[Image point grounding data]
──────────

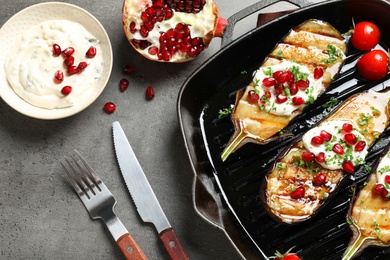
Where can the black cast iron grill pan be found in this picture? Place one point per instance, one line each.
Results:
(227, 194)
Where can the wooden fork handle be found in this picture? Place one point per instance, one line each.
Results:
(172, 244)
(130, 248)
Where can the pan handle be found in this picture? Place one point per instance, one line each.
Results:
(232, 20)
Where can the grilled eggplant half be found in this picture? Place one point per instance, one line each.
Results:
(294, 74)
(308, 172)
(369, 214)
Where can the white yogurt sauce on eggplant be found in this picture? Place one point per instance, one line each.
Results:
(334, 161)
(287, 108)
(31, 65)
(383, 169)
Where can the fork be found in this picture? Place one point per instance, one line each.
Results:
(99, 202)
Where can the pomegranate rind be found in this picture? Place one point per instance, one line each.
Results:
(203, 24)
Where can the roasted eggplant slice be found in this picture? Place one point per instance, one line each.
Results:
(309, 172)
(369, 215)
(295, 73)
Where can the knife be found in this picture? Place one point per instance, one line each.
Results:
(144, 198)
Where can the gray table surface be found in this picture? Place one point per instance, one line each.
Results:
(40, 215)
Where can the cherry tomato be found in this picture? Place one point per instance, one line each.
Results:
(373, 65)
(365, 36)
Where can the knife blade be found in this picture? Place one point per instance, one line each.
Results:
(144, 198)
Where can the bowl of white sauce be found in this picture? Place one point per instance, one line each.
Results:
(29, 81)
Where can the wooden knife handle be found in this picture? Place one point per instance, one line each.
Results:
(130, 248)
(172, 244)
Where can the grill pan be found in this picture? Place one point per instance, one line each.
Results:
(227, 194)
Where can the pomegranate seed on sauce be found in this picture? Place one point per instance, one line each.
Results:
(268, 82)
(319, 179)
(59, 75)
(317, 141)
(66, 90)
(128, 69)
(348, 167)
(360, 146)
(320, 158)
(326, 136)
(109, 107)
(91, 52)
(149, 93)
(338, 149)
(82, 65)
(72, 70)
(302, 84)
(298, 193)
(318, 73)
(307, 156)
(350, 139)
(298, 101)
(123, 84)
(68, 51)
(253, 97)
(56, 49)
(69, 61)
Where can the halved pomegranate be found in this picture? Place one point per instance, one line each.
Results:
(171, 30)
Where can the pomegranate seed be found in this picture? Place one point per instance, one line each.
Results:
(276, 74)
(319, 179)
(56, 49)
(317, 141)
(298, 193)
(318, 73)
(360, 146)
(279, 89)
(265, 97)
(91, 52)
(302, 84)
(347, 128)
(153, 50)
(281, 98)
(338, 149)
(348, 167)
(69, 61)
(128, 69)
(307, 156)
(66, 90)
(109, 107)
(72, 70)
(68, 51)
(320, 158)
(123, 84)
(350, 139)
(82, 65)
(149, 93)
(253, 97)
(293, 88)
(268, 82)
(132, 27)
(59, 75)
(325, 135)
(297, 101)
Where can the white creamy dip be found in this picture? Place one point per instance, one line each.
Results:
(334, 161)
(383, 169)
(30, 66)
(287, 108)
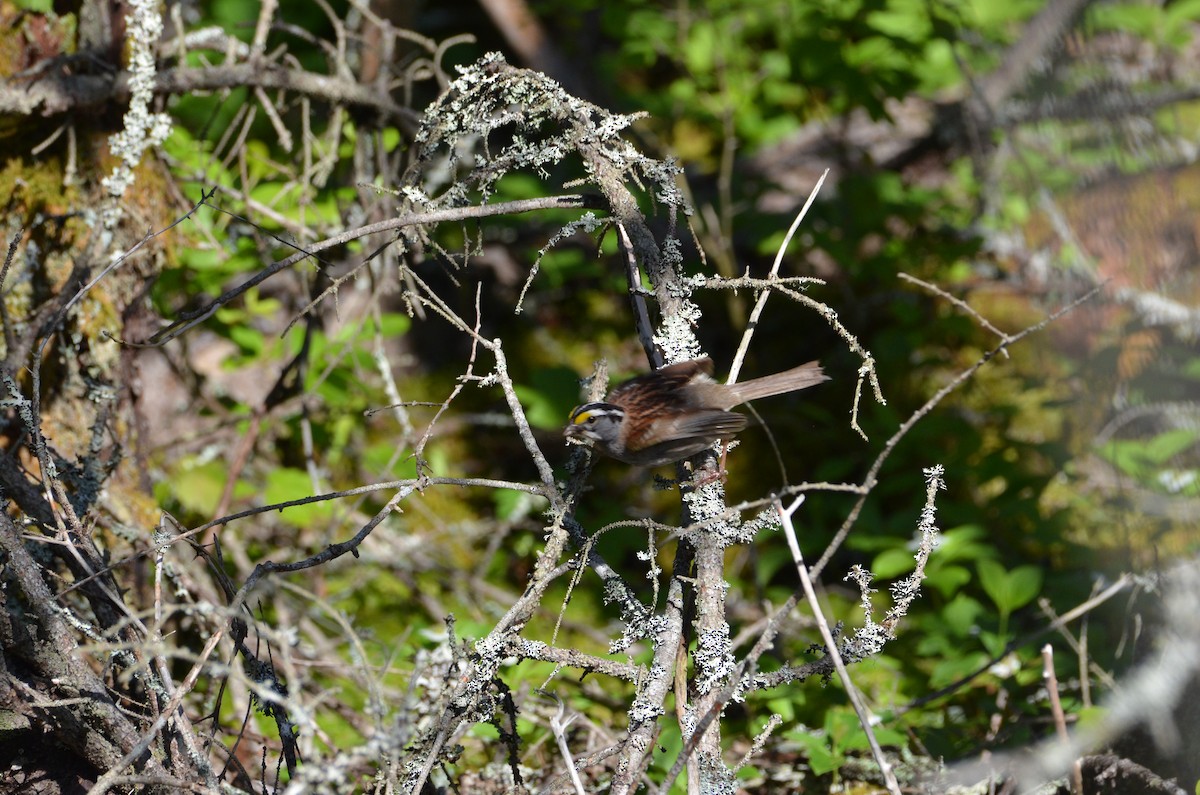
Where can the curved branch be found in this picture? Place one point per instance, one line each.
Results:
(57, 93)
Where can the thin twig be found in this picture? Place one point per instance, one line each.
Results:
(856, 699)
(1060, 719)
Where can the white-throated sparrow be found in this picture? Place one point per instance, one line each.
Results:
(672, 413)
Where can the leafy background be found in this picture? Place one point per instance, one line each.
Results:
(1054, 477)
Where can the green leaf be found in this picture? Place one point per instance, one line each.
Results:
(960, 615)
(1009, 590)
(821, 757)
(947, 579)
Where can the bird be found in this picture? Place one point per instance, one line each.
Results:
(677, 411)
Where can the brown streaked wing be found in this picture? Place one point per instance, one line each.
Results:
(708, 424)
(663, 386)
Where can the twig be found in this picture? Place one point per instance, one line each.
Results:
(191, 318)
(870, 480)
(856, 699)
(1060, 721)
(558, 724)
(761, 304)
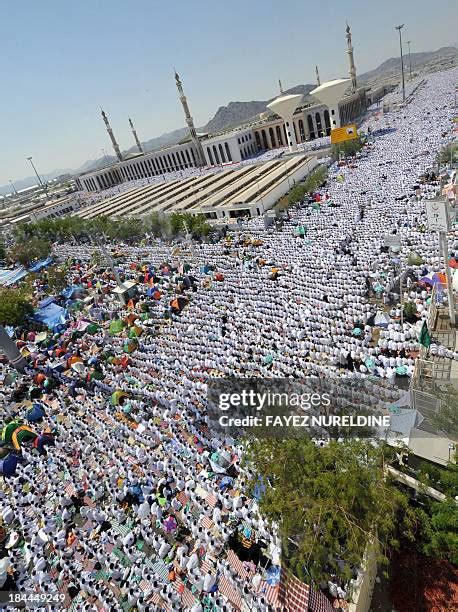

──────────

■ **What is needed**:
Write out every line in the data that holds the string "twig".

■ **Written answer**:
Where can the thin twig be found in this picture? Place one point per instance, one line each.
Where can the twig be found in this picture? Place one point per instance, one line each.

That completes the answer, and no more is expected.